DO THIS: Copy every one of the following items line for line, changing nothing.

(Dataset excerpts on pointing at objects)
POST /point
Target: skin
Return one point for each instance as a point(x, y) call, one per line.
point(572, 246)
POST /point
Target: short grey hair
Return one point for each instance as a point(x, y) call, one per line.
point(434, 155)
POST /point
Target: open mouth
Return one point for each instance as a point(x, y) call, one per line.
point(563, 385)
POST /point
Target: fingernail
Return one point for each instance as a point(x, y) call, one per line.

EXPECTED ANSWER:
POST /point
Target: skin
Return one point for each instance as a point(x, y) call, one per line.
point(572, 246)
POST /point
Target: short grey hair
Return one point for each instance as a point(x, y) call, one per line.
point(434, 155)
POST /point
Target: open mouth
Return one point for each instance as a point(x, y) call, one per line.
point(563, 385)
POST /point
Target: fingernail
Return one point for each instance as a point(x, y) call, one per line.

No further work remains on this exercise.